STATED TASK. Transcribe the art studio passage word for word. Begin at the words "And the question" and stop after "quite enough information.".
— BEGIN TEXT SEGMENT —
In 2019 I started Beo Art Studio. Portraits in pencil and oil paintings, murals, live event painting, SFX makeup, fabric art. Over the years I've been exhibited at FAME 2022, 2023, and 2025, painted a feature wall mural at Doncont Hotel Yenagoa, and done installations at Silhouette Fitness Centre in Yenagoa. Art has been my full business and not a hobby.

And the question I kept hearing from clients, more than any other question, was this: "Can I see what it will look like first?"

The Question That Started Everything

It makes complete sense when you think about it. A portrait commission is personal. The client is going to live with this piece. They're going to frame, gift or hang it somewhere that matters. They want to feel confident before they pay.

I could show them my portfolio. I could describe the process, explain how charcoal creates depth differently from pencil, walk them through what to expect. But until they could see their own face in the style they were considering, there was always a gap. A moment of faith they had to take without quite enough information.
— END TEXT SEGMENT —
— BEGIN EXTRACTED MATERIAL —
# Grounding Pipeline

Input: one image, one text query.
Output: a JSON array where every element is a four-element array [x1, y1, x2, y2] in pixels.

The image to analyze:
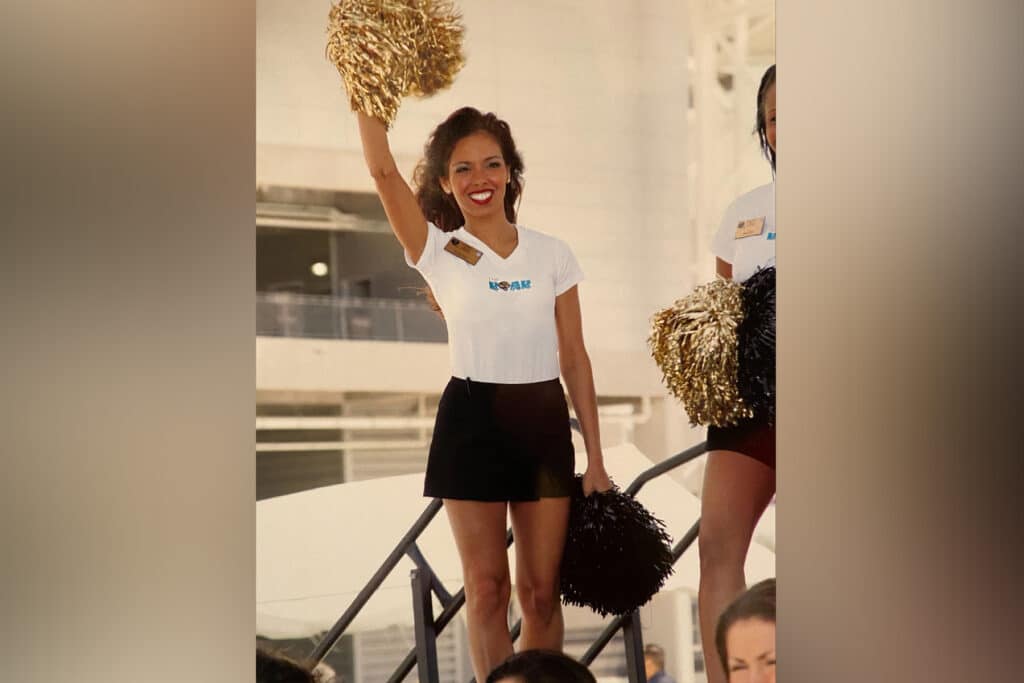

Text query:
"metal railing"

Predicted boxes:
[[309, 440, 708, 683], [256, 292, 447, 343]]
— END EXTRACTED MATERIAL —
— BEGIN EXTRACTED MATERIAL —
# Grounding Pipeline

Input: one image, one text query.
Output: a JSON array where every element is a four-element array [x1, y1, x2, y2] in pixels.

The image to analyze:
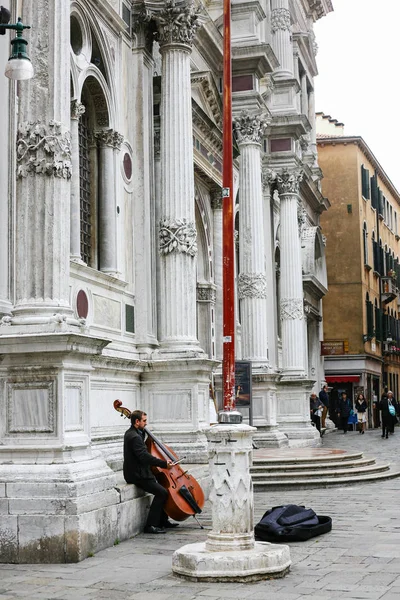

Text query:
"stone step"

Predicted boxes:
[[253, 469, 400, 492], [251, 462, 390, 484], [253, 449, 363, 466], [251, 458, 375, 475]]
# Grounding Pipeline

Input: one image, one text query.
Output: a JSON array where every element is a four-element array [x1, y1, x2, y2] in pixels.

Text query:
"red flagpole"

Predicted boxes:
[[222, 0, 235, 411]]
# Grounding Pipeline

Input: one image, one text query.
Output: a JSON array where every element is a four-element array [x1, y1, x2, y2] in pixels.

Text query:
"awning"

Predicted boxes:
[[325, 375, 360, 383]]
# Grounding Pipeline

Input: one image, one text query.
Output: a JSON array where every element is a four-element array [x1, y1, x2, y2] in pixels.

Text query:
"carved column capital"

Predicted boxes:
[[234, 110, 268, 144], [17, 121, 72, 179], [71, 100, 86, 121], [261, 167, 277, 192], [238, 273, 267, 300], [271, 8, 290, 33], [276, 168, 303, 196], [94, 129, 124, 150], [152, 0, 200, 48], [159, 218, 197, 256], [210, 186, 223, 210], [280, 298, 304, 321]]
— END EXTRACTED MATERIAL —
EXERCISE OUTPUT.
And the question I kept hearing from clients, more than any other question, was this: "Can I see what it will look like first?"

The Question That Started Everything

It makes complete sense when you think about it. A portrait commission is personal. The client is going to live with this piece. They're going to frame, gift or hang it somewhere that matters. They want to feel confident before they pay.

I could show them my portfolio. I could describe the process, explain how charcoal creates depth differently from pencil, walk them through what to expect. But until they could see their own face in the style they were considering, there was always a gap. A moment of faith they had to take without quite enough information.